Stored entries
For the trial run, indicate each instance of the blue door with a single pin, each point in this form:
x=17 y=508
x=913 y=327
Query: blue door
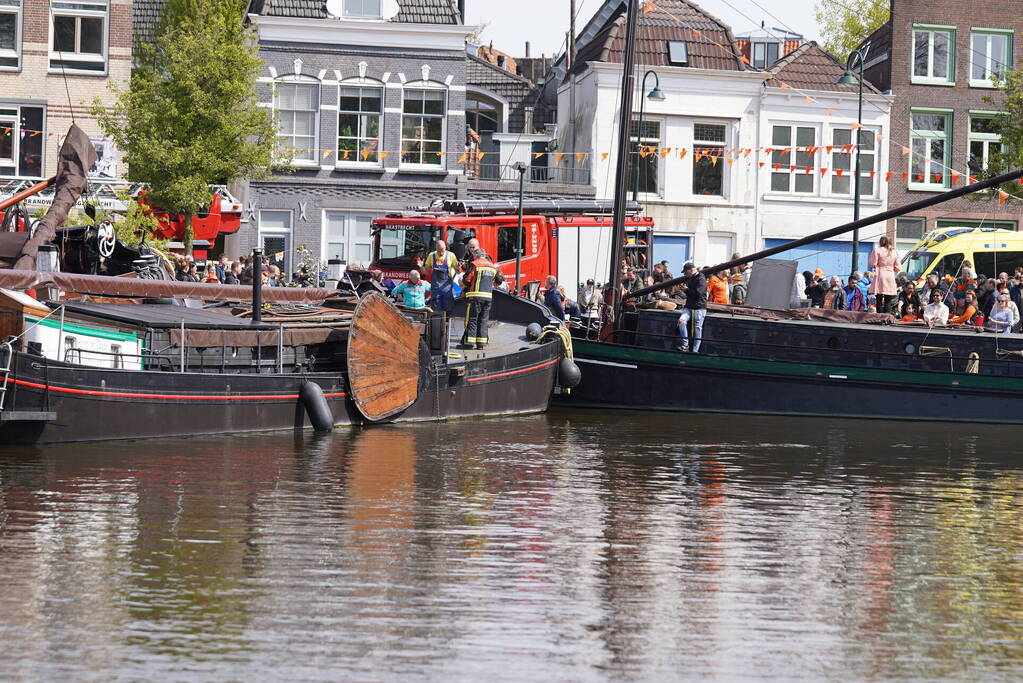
x=833 y=257
x=673 y=248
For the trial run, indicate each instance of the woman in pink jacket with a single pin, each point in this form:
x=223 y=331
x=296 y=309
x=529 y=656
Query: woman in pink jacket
x=884 y=262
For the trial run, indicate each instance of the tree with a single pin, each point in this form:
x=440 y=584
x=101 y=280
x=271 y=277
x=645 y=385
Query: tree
x=189 y=117
x=845 y=24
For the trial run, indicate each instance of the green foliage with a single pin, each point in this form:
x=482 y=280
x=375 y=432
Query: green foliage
x=845 y=24
x=189 y=118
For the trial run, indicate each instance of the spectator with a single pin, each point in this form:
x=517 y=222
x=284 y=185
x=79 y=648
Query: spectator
x=884 y=261
x=717 y=287
x=413 y=291
x=907 y=297
x=969 y=310
x=855 y=299
x=695 y=286
x=589 y=301
x=834 y=298
x=936 y=313
x=552 y=299
x=1003 y=317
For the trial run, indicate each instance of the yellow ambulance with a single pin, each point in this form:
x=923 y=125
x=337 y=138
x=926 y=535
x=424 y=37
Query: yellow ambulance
x=991 y=251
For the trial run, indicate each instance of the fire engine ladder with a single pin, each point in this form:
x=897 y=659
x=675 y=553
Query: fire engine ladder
x=7 y=349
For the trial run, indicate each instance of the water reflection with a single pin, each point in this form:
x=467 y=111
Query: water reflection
x=574 y=545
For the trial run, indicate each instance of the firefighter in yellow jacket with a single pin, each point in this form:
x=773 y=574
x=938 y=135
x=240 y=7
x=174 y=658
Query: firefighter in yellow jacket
x=478 y=283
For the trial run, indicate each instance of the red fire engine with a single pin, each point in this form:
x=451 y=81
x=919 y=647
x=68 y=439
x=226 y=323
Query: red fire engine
x=568 y=239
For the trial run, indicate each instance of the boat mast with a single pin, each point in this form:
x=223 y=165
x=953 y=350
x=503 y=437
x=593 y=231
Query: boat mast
x=855 y=225
x=622 y=166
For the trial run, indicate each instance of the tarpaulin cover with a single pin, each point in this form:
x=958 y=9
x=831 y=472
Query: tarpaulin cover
x=131 y=286
x=76 y=157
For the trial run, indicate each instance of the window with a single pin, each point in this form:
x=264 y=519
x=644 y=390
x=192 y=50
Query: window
x=296 y=105
x=933 y=60
x=423 y=127
x=990 y=54
x=79 y=36
x=21 y=138
x=764 y=54
x=984 y=141
x=678 y=53
x=10 y=34
x=647 y=160
x=708 y=173
x=793 y=171
x=359 y=112
x=363 y=9
x=929 y=148
x=507 y=242
x=846 y=162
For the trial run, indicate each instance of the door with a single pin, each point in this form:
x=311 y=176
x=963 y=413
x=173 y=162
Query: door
x=673 y=248
x=719 y=248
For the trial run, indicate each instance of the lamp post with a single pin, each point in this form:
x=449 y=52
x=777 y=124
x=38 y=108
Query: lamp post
x=654 y=95
x=855 y=57
x=521 y=168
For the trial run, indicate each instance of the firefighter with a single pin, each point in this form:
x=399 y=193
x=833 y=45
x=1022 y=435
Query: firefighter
x=478 y=284
x=441 y=267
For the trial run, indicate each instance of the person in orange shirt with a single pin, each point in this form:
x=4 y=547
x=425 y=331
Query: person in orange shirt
x=717 y=288
x=968 y=312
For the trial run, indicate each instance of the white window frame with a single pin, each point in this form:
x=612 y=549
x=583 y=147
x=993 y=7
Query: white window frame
x=864 y=172
x=65 y=8
x=988 y=139
x=800 y=169
x=949 y=78
x=707 y=144
x=349 y=14
x=661 y=166
x=356 y=160
x=987 y=58
x=424 y=85
x=300 y=81
x=931 y=135
x=15 y=9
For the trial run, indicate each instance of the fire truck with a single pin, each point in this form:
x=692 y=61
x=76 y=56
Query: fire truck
x=568 y=239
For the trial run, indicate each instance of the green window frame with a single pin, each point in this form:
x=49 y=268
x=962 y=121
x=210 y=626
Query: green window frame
x=933 y=59
x=930 y=149
x=990 y=55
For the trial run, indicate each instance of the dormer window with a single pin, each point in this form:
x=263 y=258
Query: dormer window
x=362 y=9
x=764 y=54
x=678 y=53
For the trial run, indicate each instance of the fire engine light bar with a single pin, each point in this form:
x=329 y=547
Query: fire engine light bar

[DESCRIPTION OF THE TASK] The result should be a precise copy of all the entries, free of pictures.

[OUTPUT FOR THIS TASK]
For the trial run, indicate each instance of the blue door with a single pin, each point in this form:
x=17 y=508
x=913 y=327
Query: blue door
x=833 y=257
x=673 y=248
For the trial run, indicate each instance of the woman in pink jacket with a single pin, each point in this form:
x=223 y=331
x=296 y=309
x=529 y=656
Query: woman in pink jacket
x=884 y=262
For the trial run, indicate each instance of the tree with a single pin, each point in this form:
x=440 y=584
x=101 y=280
x=271 y=277
x=645 y=385
Query: tree
x=189 y=117
x=845 y=24
For the trial run, indicate each instance of the green foliage with a single pin, each point in this form:
x=482 y=280
x=375 y=432
Query: green foliage
x=845 y=24
x=189 y=118
For the trial run, indicate each instance of the spectator with a single pin, each point in this form:
x=517 y=222
x=284 y=185
x=79 y=648
Query: spectator
x=884 y=261
x=717 y=287
x=413 y=291
x=907 y=297
x=969 y=310
x=855 y=299
x=695 y=286
x=589 y=301
x=834 y=298
x=936 y=313
x=552 y=299
x=1003 y=317
For the trial run, indicate each instance of the yellow ambulance with a single pin, each point in this form:
x=923 y=125
x=337 y=138
x=926 y=535
x=424 y=37
Query: yellow ambulance
x=991 y=251
For the trial run, indicate each instance of the fire engine ladder with a single pin, each point in this form:
x=897 y=659
x=675 y=553
Query: fire engine ladder
x=7 y=349
For the trial run, indicate each instance of the water reflection with a single pin, each point in this form:
x=467 y=111
Query: water reflection
x=574 y=545
For the trial run, indicate each instance of the firefighter in yellow jacket with a single pin, each point in this form:
x=773 y=574
x=938 y=135
x=240 y=7
x=174 y=658
Query: firefighter in yellow jacket
x=478 y=283
For the trial run, indicate each instance of the red fire engine with a single pin, each point in this form:
x=451 y=81
x=919 y=647
x=68 y=439
x=226 y=323
Query: red fire engine
x=568 y=239
For the trial run, indicate each instance of the boat mast with a single pin, each point in this form:
x=223 y=165
x=953 y=350
x=503 y=437
x=593 y=231
Query: boat mast
x=855 y=225
x=622 y=166
For the trial run, indicate each instance of the tarpaulin cover with a single pin, each point in this form:
x=958 y=9
x=831 y=472
Query: tarpaulin cover
x=131 y=286
x=76 y=157
For the trial run, indicate each instance of the window with a single pin, each point in this form:
x=264 y=519
x=644 y=390
x=192 y=50
Query: window
x=296 y=105
x=933 y=60
x=423 y=127
x=990 y=54
x=79 y=36
x=21 y=138
x=764 y=54
x=984 y=141
x=678 y=53
x=10 y=34
x=647 y=160
x=708 y=173
x=793 y=171
x=359 y=112
x=363 y=9
x=929 y=148
x=507 y=242
x=846 y=162
For the trial run, indicate each instance of the door with a single pin, each point in this form:
x=311 y=176
x=963 y=413
x=173 y=162
Query: door
x=673 y=248
x=719 y=248
For the trial run, indicate each instance of the lamp post with a single pin, each point in this form:
x=449 y=52
x=777 y=124
x=38 y=108
Query: lamp post
x=654 y=95
x=855 y=57
x=521 y=168
For the trial run, indicate each instance of the firefighter with a single pin, each point in this form:
x=399 y=193
x=833 y=45
x=1022 y=435
Query: firefighter
x=478 y=284
x=441 y=267
For the trial run, indicate each instance of the person in orange shirt with a single pin, each point in this form:
x=4 y=547
x=425 y=331
Query: person in orange shirt
x=717 y=288
x=968 y=312
For the trial run, indicate each instance of the white window frame with a single pin, each point in this form:
x=612 y=549
x=583 y=147
x=993 y=7
Query: white window frame
x=864 y=172
x=65 y=8
x=988 y=139
x=800 y=169
x=949 y=78
x=707 y=144
x=349 y=14
x=661 y=166
x=356 y=160
x=987 y=58
x=424 y=85
x=300 y=81
x=931 y=135
x=15 y=9
For the trial run, indicate each instance of the fire truck with a single pin, each point in this form:
x=692 y=61
x=76 y=56
Query: fire truck
x=568 y=239
For the trial run, indicate each instance of the green window frame with a single pin, each point in this form:
x=49 y=268
x=962 y=121
x=210 y=626
Query: green window frame
x=933 y=59
x=930 y=149
x=990 y=55
For the trial run, indicate each instance of the dormer window with a single pin, each point in this form:
x=263 y=258
Query: dormer window
x=362 y=9
x=764 y=54
x=678 y=53
For the trial run, indicate each instance of the fire engine light bar with a single pin, each point in this form:
x=329 y=547
Query: fire engine light bar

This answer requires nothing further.